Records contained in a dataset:
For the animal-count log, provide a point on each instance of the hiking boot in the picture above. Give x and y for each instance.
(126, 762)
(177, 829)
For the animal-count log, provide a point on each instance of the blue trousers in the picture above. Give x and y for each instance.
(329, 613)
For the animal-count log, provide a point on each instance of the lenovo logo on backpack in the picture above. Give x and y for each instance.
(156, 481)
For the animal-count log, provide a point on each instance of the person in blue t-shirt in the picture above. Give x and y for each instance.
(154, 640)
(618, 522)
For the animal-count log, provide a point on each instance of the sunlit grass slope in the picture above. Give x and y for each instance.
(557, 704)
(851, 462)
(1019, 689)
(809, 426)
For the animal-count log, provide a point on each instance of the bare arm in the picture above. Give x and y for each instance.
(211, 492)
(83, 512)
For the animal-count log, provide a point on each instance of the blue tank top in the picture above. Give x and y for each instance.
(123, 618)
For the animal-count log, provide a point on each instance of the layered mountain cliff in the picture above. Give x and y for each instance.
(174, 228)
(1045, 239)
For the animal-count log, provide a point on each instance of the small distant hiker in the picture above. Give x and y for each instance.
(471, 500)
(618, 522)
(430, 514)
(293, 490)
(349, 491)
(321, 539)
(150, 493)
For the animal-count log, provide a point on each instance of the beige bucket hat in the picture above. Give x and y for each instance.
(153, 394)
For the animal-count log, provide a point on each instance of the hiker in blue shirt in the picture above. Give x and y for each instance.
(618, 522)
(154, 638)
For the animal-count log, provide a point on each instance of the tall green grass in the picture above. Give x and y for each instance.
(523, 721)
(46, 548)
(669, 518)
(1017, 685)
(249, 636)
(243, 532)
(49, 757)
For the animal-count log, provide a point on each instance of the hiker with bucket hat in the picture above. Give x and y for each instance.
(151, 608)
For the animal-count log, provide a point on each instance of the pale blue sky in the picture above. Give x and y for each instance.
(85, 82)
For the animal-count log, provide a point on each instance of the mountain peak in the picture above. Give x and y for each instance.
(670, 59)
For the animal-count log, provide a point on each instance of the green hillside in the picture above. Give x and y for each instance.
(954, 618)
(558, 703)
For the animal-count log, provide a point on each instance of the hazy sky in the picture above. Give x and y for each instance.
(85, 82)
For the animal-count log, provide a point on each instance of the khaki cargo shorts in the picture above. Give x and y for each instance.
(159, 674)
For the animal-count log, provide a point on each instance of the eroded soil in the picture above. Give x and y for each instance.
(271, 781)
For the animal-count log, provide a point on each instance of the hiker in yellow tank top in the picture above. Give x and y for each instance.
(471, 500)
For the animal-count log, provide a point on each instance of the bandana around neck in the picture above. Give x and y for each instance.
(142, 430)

◆ **WHAT TO PRODUCE**
Restate the records above in full, keeping each line exactly as it stands.

◆ **PROBLEM SOLUTION**
For the animal-count log, provide a point on each instance of the hiking boot in the picture above. Give x and y for each instance.
(126, 762)
(177, 829)
For the animal-count log, provide a point on each instance of the blue trousers in the picture above. Give x and y for each instance.
(329, 613)
For the animal-count log, provide a point on each instance of the lenovo logo on backpack in the picture above. Give x and y for each instance.
(156, 481)
For the animal-count log, provide a point on each instance of the person in blue t-shirt in the picture above. Give x and y for each instance.
(154, 640)
(618, 522)
For the animal-count log, provide a point on each instance of the sunlit grass slope in the picture above. Give x and y for each instance.
(557, 704)
(851, 462)
(1019, 689)
(809, 426)
For the animal-count log, provide a point on each instance of the bare arm in the picture above. Give x and y for each instance.
(211, 492)
(83, 512)
For the animal-count log, provide a point on each instance of the blue tank top in the picture above. Give x and y for each instance.
(123, 618)
For the animal-count log, provide a point on each instance of the layered mountain cliff in the picture above. Give x and y for each instance.
(174, 228)
(1045, 239)
For the animal-count log, provide a point on each instance of the small distant hiker in the picture above. Give x and y for each instance.
(471, 500)
(618, 522)
(430, 514)
(293, 490)
(349, 491)
(321, 539)
(150, 493)
For the animal-count log, provide a point on each instance of the beige bucket hat in the picture above. Give x and y for each instance.
(153, 394)
For the animal-count log, provide a point on each instance of the hiker in blue shirt in the picture above. Give x and y for each instance.
(618, 522)
(154, 638)
For the animal-count log, provide a point on each instance of the tall green grass in the picture above. Give x and y for each instance.
(523, 721)
(46, 548)
(669, 518)
(1017, 685)
(249, 636)
(243, 532)
(49, 757)
For the animal-count log, provide a point on each instance of the hiker with bucket hat in the picture above. Give x and y for each instance.
(151, 608)
For the animal-count log, provide a point on each instance of the pale blue sky in the picture above. Give x and y for each instance.
(85, 82)
For the animal-count log, provide a point on each instance of the mountain peak in the picture above. Give x and y for each instance.
(670, 59)
For the animal-count log, provide a point on each instance of the green hillside in the picture above. Give x and y for each instance.
(954, 618)
(558, 703)
For the animal-count log, provide a point on each instance of the hazy sky in the picture above. Give x and y for each instance.
(85, 82)
For the animal-count log, provide a point on each instance of the khaki cargo shorts in the picture above. Give x and y for each instance.
(159, 674)
For the animal-count log, provide a point on each instance of the eroded soil in the picture above. Give x and y for each instance.
(271, 781)
For the animal-count log, provide a point on each instance of the hiker in yellow tank top in the picture above. Give x and y for each instance.
(471, 500)
For the animal-count log, provide a point on each instance of the bandana around neck in the picture above. Give x and y for each instance.
(142, 430)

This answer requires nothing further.